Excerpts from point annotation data
※

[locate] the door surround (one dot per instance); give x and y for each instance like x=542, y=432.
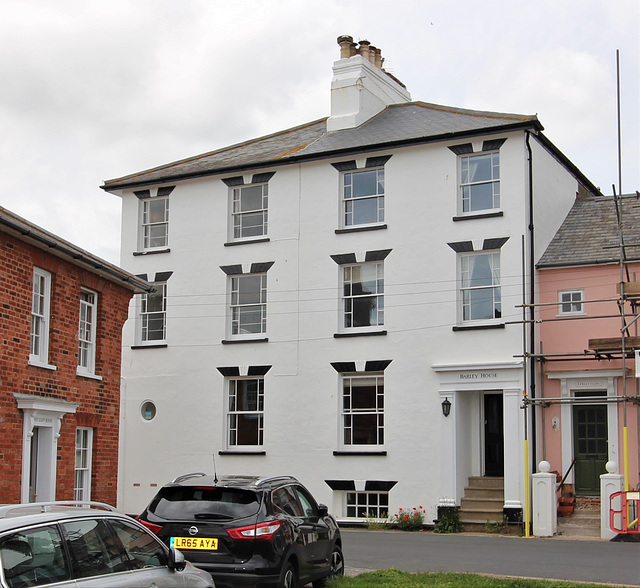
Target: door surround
x=45, y=413
x=582, y=381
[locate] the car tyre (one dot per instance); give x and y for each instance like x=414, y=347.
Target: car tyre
x=336, y=567
x=288, y=577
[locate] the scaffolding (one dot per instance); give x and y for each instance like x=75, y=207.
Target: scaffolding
x=620, y=349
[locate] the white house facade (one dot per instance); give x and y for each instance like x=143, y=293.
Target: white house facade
x=322, y=291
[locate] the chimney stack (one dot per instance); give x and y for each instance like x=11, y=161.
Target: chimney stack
x=361, y=88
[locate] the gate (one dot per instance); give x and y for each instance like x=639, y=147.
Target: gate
x=627, y=517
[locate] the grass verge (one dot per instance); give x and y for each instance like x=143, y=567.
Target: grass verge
x=396, y=578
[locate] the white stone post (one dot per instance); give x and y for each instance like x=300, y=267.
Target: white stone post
x=545, y=510
x=609, y=484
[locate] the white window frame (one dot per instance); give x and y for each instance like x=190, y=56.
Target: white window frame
x=350, y=413
x=83, y=464
x=366, y=504
x=238, y=231
x=468, y=185
x=145, y=315
x=351, y=298
x=571, y=302
x=149, y=225
x=40, y=318
x=87, y=328
x=467, y=289
x=235, y=414
x=349, y=202
x=239, y=308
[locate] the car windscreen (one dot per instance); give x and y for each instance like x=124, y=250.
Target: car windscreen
x=204, y=503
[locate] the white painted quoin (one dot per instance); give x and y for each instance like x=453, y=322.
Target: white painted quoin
x=176, y=384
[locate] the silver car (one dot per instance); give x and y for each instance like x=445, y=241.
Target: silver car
x=86, y=545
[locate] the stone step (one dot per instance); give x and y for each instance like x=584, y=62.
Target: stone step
x=474, y=492
x=485, y=482
x=481, y=516
x=479, y=503
x=582, y=523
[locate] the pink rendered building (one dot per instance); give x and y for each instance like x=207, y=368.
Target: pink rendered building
x=585, y=376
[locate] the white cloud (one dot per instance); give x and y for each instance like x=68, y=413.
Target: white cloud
x=97, y=89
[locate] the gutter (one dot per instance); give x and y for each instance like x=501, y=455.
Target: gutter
x=532, y=294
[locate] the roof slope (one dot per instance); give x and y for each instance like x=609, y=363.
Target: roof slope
x=397, y=124
x=590, y=234
x=25, y=230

※

TASK DIRECTIONS
Retype every one of the entries above exactly as they appear, leaving out the pictures.

RESPONSE TO THIS TASK
[locate] the door surround (one dot per instance); give x and y for each instance like x=542, y=432.
Target: door surround
x=45, y=413
x=582, y=381
[locate] the car tyre (one dot per instance); give x and y for each instance like x=414, y=347.
Target: car tyre
x=336, y=567
x=288, y=577
[locate] the scaffolding (one dot per instance); give x and y for each instance like x=75, y=207.
Target: scaffolding
x=620, y=349
[locate] the white house facade (one dot per instance); give x and y for each instance like x=143, y=293.
Target: white house facade
x=322, y=291
[locate] the chimney stack (one dot per instance); give x and y for each instance like x=11, y=161.
Target: chimney stack
x=361, y=88
[locate] the gate (one dot per instance); give x and y for each instance like x=639, y=147.
Target: gate
x=627, y=517
[locate] the grass verge (one dot per instance); give x and y for each instance like x=143, y=567.
Target: grass verge
x=396, y=578
[locate] the white stone post (one dot per instance); give x and y for each instance like x=300, y=267.
Target: white stone post
x=545, y=510
x=609, y=484
[locate] the white window frame (one dot per instance); give x and y for each instance like x=190, y=56.
Target: white window frame
x=350, y=413
x=83, y=464
x=366, y=504
x=238, y=231
x=468, y=185
x=145, y=315
x=351, y=298
x=571, y=302
x=149, y=225
x=40, y=318
x=87, y=328
x=467, y=289
x=235, y=414
x=349, y=202
x=239, y=308
[locate] the car windscreen (one dot per instance); give x and y for each instance like x=124, y=250.
Target: car windscreen
x=204, y=503
[locate] the white painted quoin (one dot per instance); give x and y for each instance like x=453, y=322.
Target: white painted quoin
x=176, y=384
[locate] the silver car (one dot per instance); give x and y for each instance like x=445, y=241.
Target: silver car
x=86, y=545
[locate] the stone step (one dot per instance); give x and y for each instance like x=584, y=62.
Target: stone step
x=474, y=492
x=485, y=482
x=481, y=516
x=479, y=503
x=582, y=523
[locate] the pink rendered building (one dot per instance); give x and y for each instance like x=207, y=368.
Target: pink rendered building
x=585, y=376
[locate] the white cloud (one dot per instance); give x and y for each instance like x=68, y=413.
Target: white cloud
x=97, y=89
[locate] the gutter (one dot per instance); give x and y for each instance like x=501, y=455.
Target: gutter
x=532, y=294
[locate] the roof slope (one dot per instance); give x and y for each instance like x=609, y=363.
Target: roof slope
x=397, y=124
x=590, y=234
x=25, y=230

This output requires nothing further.